* **Prompt**: Down to the last line, set the entries down again exactly.

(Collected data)
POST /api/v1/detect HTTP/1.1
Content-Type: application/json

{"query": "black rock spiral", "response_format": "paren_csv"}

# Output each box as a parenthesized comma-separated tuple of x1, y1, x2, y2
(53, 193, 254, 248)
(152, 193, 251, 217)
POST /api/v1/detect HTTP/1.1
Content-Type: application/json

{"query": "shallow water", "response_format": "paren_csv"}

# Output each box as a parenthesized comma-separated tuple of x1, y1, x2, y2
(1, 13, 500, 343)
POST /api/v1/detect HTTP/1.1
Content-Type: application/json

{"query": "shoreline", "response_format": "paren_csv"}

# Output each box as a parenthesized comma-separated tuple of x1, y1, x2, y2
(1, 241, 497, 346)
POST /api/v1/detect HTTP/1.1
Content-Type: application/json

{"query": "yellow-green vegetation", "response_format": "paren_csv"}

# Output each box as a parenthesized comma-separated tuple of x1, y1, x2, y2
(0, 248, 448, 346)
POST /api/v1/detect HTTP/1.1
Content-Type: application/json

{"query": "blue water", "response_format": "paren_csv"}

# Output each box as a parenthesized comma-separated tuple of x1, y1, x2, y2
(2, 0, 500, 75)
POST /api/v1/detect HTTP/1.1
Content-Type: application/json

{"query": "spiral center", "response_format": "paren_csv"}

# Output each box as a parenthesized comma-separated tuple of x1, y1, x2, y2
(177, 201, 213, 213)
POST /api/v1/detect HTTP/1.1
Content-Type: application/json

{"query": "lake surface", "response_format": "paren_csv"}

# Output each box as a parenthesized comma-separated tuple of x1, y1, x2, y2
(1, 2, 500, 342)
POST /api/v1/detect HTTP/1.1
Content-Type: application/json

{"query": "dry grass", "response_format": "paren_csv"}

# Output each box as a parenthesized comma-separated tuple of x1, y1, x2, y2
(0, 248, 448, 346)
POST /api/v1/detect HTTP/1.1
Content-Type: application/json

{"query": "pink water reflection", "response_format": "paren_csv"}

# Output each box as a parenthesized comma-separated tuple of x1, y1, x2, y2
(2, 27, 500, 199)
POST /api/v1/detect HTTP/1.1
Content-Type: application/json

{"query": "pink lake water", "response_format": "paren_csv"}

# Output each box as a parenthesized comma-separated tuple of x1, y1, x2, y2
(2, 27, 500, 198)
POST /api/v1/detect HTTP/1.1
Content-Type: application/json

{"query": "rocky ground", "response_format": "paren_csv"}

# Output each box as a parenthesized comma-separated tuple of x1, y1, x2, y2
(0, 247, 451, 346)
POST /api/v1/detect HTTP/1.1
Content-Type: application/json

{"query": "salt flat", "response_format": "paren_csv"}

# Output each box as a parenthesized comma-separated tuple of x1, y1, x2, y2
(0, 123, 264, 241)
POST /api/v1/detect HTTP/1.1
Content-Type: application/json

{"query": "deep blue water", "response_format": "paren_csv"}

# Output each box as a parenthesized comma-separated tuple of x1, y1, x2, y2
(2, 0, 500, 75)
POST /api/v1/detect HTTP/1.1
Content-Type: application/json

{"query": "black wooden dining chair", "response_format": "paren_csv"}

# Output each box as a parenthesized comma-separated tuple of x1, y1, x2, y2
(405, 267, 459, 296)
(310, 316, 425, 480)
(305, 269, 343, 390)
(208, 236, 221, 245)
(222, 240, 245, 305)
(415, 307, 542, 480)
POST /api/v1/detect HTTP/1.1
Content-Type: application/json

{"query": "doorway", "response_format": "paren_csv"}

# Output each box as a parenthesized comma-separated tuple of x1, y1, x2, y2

* **Answer to the problem**:
POST /api/v1/detect HTTP/1.1
Content-Type: application/json

{"query": "black rock spiral", "response_format": "paren_csv"}

# Output each box as a parenthesized comma-separated tuple of x1, y1, x2, y2
(53, 193, 254, 248)
(152, 193, 251, 217)
POST /api/v1/detect HTTP/1.1
Content-Type: application/json

{"query": "shallow water", "response_format": "paren_csv"}

# Output each box as a parenthesized comma-separated tuple of x1, y1, x2, y2
(1, 13, 500, 343)
POST /api/v1/detect HTTP/1.1
Content-Type: application/json

{"query": "shoreline", "response_format": "paren_csv"}

# Output each box as a parenthesized comma-separated tuple of x1, y1, x2, y2
(1, 241, 497, 346)
POST /api/v1/detect HTTP/1.1
Content-Type: application/json

{"query": "yellow-green vegetation", "response_format": "paren_csv"}

# Output each box as a parenthesized comma-separated tuple of x1, y1, x2, y2
(0, 248, 448, 346)
POST /api/v1/detect HTTP/1.1
Content-Type: application/json

{"query": "blue water", "response_format": "paren_csv"}

# Output each box as a parenthesized comma-separated tuple of x1, y1, x2, y2
(2, 0, 500, 75)
POST /api/v1/detect HTTP/1.1
Content-Type: application/json

{"query": "spiral center", "response_format": "paren_csv"}

# Output each box as a parenthesized comma-separated tuple of x1, y1, x2, y2
(177, 201, 213, 213)
POST /api/v1/detect HTTP/1.1
Content-Type: application/json

{"query": "lake surface", "response_format": "paren_csv"}

# Output each box as a parenthesized comma-separated tuple of x1, y1, x2, y2
(1, 2, 500, 342)
POST /api/v1/detect HTTP/1.1
Content-Type: application/json

{"query": "dry grass", "response_format": "paren_csv"}

# Output each box as a parenthesized comma-separated tuple of x1, y1, x2, y2
(0, 248, 448, 346)
POST /api/v1/detect HTTP/1.1
Content-Type: application/json

{"query": "pink water reflection", "response_format": "paren_csv"}

# Output each box as a parenthesized comma-separated tuple of x1, y1, x2, y2
(2, 27, 500, 199)
POST /api/v1/detect HTTP/1.1
Content-Type: application/json

{"query": "pink lake water", "response_format": "paren_csv"}

# Output each box as a parenthesized comma-separated tuple of x1, y1, x2, y2
(2, 27, 500, 198)
POST /api/v1/detect HTTP/1.1
Content-Type: application/json

{"query": "rocky ground", "response_format": "paren_csv"}

# Output each box as a parenthesized comma-separated tuple of x1, y1, x2, y2
(0, 247, 451, 346)
POST /api/v1/detect HTTP/1.1
Content-Type: application/json

{"query": "salt flat", "response_format": "paren_csv"}

# Output each box as a parenthesized comma-separated tuple of x1, y1, x2, y2
(0, 123, 264, 241)
POST /api/v1/detect HTTP/1.1
Content-Type: application/json

{"query": "deep blue water", "response_format": "paren_csv"}

# Output each box as a parenthesized comma-separated tuple of x1, y1, x2, y2
(2, 0, 500, 75)
POST /api/v1/detect HTTP/1.1
Content-Type: application/json

{"query": "black wooden dining chair", "response_format": "paren_csv"}

# Output each box as a parenthesized comma-separated tuple of x1, y1, x2, y2
(405, 267, 459, 296)
(310, 316, 425, 480)
(305, 269, 343, 390)
(208, 236, 221, 245)
(222, 240, 245, 305)
(415, 307, 542, 480)
POST /api/v1/detect HTTP/1.1
Content-Type: application/json

{"query": "doorway", "response_format": "paren_csv"}

# Output each box as a parenthesized comma-separated tuple of x1, y1, x2, y2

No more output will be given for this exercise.